--- TEXTAUSSCHNITT ---

Maria mit der Art
Im Jahre 1607 wurde in der Franziskanerkirche zu Wien die Gnadenstatue
Maria mit der Art aufgestellt, die bis dahin schon eine reich mit Wundern
erfüllte Legende aufzuweisen hatte. Man sagte, daß dieses Standbild
einer hl. Maria mit dem Kinde schon im 14. Jahrhundert in der Zisterze
Nepomuk die wunderbare Wirkung besessen hätte, Unfruchtbare fruchtbar
zu machen. So soll auch der hl. Johann von Nepomuk seine Geburt dieser
Gnadenstatue zu verdanken haben. Die Protestanten, besonders das Geschlecht
derer von Sternberg, suchten die Statue auf jede Weise zu vernichten.

--- ERFASSTE ANGABEN ---

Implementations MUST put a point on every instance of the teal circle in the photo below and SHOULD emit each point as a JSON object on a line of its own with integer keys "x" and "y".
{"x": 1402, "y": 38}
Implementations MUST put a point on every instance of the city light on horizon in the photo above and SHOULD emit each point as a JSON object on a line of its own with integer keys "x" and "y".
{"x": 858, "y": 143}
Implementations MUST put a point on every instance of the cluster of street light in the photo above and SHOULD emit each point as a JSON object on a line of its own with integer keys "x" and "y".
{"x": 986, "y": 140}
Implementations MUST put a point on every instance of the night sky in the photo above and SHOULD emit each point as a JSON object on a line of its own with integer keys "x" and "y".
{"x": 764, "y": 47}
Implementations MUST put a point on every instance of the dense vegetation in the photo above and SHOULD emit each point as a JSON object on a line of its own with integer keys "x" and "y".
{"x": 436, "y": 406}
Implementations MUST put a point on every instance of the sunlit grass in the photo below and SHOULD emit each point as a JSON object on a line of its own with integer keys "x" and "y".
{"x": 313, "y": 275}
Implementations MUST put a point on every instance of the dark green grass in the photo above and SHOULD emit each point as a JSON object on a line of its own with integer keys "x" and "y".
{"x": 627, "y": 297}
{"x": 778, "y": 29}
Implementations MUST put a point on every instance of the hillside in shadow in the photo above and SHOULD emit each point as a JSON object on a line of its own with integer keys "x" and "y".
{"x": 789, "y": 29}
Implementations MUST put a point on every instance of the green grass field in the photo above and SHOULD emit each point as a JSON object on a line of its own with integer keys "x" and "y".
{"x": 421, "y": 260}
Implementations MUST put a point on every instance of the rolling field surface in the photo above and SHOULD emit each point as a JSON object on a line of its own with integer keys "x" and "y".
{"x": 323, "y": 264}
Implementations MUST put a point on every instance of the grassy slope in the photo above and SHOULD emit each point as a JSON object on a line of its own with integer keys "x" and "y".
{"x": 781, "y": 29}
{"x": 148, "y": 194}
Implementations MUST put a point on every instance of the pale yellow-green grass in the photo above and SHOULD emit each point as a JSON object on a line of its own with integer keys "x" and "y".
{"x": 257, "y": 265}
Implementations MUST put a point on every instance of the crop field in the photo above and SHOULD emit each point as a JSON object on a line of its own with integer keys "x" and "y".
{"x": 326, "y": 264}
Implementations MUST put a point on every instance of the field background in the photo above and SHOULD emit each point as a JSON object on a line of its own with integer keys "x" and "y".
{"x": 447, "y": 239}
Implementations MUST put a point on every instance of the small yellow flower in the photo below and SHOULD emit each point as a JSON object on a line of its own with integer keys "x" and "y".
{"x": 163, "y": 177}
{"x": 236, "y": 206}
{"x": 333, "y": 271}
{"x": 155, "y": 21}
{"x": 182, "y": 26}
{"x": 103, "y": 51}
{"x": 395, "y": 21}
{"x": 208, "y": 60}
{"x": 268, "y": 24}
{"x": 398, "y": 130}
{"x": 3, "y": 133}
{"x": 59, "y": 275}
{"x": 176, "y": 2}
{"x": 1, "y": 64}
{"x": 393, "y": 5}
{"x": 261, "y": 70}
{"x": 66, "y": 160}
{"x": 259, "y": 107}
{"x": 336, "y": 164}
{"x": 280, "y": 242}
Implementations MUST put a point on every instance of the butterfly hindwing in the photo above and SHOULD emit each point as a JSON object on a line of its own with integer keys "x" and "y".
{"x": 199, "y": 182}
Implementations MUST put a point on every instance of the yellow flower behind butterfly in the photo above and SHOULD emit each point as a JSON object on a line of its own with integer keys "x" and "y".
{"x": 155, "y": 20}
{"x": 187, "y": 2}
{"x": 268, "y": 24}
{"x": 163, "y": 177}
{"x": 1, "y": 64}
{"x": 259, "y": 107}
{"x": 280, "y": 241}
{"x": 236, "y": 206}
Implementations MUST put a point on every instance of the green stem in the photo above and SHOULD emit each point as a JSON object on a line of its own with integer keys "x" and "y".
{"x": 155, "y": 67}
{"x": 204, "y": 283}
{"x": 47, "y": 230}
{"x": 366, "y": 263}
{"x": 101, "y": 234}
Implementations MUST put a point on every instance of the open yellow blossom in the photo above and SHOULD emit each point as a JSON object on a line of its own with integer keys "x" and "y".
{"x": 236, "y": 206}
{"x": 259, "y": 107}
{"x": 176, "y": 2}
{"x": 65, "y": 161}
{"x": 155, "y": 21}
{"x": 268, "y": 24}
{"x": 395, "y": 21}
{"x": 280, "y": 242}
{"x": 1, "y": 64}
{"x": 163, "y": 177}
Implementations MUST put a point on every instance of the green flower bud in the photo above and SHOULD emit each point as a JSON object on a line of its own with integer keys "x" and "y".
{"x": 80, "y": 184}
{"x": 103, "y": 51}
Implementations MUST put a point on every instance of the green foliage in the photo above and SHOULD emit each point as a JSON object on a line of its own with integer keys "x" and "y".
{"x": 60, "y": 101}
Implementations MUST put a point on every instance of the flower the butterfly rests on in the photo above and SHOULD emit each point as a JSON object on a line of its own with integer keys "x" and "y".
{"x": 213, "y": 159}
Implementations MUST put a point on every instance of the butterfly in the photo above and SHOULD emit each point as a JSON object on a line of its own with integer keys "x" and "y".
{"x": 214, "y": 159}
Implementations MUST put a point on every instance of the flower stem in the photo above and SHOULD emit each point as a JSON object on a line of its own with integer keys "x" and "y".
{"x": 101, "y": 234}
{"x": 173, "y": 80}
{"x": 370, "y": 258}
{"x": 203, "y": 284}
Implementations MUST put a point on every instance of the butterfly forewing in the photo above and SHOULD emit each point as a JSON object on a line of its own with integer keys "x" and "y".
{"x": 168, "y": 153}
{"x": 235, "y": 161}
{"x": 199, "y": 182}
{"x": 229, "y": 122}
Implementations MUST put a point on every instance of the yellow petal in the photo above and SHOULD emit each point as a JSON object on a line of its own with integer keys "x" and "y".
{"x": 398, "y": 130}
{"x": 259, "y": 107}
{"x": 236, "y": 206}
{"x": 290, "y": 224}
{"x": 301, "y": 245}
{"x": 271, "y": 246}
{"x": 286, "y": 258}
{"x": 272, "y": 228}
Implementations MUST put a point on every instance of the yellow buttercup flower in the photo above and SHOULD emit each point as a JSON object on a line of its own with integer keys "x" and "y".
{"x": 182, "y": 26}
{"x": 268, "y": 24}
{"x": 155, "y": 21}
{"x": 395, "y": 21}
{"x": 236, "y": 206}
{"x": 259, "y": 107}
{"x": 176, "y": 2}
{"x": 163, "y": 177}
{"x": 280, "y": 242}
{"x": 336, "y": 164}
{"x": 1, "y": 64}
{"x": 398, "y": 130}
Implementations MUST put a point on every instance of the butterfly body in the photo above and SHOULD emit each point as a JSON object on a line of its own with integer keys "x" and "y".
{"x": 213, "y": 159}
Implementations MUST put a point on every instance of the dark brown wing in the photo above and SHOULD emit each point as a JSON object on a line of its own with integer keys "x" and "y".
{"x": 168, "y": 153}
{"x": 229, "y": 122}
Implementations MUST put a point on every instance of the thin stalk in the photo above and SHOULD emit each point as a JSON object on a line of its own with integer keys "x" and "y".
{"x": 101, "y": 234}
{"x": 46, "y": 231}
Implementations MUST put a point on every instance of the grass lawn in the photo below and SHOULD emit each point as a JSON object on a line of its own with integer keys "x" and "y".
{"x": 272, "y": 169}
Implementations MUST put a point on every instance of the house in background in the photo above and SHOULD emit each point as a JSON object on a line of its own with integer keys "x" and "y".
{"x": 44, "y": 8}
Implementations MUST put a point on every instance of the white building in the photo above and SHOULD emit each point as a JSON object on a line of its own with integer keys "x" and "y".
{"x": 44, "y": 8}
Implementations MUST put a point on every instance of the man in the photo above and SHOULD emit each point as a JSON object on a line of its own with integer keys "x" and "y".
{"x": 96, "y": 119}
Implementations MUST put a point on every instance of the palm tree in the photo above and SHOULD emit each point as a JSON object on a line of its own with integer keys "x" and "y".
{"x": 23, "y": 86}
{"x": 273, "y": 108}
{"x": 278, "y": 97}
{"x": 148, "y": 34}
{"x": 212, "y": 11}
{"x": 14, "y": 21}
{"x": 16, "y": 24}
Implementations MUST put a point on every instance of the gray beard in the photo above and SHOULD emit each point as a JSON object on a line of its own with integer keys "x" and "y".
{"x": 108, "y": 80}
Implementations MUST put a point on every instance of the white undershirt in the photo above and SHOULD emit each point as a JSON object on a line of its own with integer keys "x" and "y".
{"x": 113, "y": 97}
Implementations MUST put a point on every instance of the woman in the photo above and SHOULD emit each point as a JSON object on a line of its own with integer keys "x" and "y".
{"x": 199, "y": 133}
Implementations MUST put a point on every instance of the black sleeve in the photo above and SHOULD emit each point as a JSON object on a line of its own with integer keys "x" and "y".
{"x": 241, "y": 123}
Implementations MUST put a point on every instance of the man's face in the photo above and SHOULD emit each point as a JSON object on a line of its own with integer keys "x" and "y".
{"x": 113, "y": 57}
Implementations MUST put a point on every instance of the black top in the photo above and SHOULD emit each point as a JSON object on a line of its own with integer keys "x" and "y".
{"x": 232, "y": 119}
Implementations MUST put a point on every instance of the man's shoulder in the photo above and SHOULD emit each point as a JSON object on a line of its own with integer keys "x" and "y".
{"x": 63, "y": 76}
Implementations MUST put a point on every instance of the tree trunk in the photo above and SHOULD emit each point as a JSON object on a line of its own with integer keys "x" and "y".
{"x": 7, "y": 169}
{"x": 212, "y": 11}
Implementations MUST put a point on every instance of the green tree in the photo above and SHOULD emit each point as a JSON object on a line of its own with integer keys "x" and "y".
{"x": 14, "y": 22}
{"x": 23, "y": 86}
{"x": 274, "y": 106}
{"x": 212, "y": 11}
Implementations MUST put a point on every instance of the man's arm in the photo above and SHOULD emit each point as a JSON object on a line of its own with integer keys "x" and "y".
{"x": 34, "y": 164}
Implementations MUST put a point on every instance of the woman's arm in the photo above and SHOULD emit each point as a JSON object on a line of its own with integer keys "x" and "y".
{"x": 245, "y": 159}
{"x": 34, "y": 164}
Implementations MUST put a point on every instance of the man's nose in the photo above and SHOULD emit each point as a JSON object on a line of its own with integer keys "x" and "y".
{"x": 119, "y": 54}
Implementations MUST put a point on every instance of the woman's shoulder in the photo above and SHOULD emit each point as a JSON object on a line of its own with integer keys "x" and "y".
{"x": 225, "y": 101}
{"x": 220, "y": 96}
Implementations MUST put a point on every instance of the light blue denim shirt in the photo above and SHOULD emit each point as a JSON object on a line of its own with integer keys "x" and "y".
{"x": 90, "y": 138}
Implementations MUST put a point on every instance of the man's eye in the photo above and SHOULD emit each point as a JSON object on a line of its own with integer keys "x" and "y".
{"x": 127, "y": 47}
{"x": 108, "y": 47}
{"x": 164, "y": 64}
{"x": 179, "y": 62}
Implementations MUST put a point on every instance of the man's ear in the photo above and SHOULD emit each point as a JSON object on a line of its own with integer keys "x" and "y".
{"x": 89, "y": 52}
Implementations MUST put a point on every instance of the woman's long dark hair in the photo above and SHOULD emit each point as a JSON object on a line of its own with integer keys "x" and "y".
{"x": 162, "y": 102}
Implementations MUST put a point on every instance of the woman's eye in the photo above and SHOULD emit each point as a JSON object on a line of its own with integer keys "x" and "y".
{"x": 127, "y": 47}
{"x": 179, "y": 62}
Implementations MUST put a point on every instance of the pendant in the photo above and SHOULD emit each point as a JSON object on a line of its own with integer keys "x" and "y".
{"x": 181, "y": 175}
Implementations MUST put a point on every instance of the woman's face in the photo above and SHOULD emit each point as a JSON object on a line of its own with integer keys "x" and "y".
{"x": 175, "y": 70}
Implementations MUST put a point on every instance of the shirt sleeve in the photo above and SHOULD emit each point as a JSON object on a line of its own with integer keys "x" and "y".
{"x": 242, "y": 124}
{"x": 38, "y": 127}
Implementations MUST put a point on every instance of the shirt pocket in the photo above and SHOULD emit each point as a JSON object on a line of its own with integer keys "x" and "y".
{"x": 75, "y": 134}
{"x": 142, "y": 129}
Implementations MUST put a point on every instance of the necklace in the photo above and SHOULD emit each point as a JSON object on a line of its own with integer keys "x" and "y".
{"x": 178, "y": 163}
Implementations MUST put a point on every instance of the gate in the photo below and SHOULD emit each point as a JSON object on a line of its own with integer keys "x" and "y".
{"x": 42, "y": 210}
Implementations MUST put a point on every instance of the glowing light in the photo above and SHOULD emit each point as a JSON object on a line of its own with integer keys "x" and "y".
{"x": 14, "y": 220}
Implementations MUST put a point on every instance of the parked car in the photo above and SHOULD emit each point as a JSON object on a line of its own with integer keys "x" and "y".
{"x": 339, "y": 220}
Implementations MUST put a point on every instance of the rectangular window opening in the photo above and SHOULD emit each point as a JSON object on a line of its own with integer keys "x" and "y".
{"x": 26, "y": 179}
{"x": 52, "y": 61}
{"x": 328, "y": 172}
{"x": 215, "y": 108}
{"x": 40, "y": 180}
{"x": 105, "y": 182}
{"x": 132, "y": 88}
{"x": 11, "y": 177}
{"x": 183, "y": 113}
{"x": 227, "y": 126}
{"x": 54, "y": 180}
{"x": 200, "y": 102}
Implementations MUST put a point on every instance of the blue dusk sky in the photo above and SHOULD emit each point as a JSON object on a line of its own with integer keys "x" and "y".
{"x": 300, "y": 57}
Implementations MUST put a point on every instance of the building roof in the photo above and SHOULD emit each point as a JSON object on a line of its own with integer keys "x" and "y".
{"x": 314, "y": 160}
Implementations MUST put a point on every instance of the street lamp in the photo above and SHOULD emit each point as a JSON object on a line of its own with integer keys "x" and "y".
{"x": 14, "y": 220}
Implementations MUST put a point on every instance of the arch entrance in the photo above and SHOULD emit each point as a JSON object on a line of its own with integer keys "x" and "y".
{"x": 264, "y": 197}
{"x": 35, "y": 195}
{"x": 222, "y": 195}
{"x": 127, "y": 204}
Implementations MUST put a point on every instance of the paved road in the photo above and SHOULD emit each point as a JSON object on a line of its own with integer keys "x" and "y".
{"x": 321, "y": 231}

---

* ZIEL *
In welchem Jahr wurde die Gnadenstatue Maria mit der Art laut dem Textausschnitt in der Franziskanerkirche zu Wien aufgestellt?

* ERGEBNIS *
Im Jahr 1607.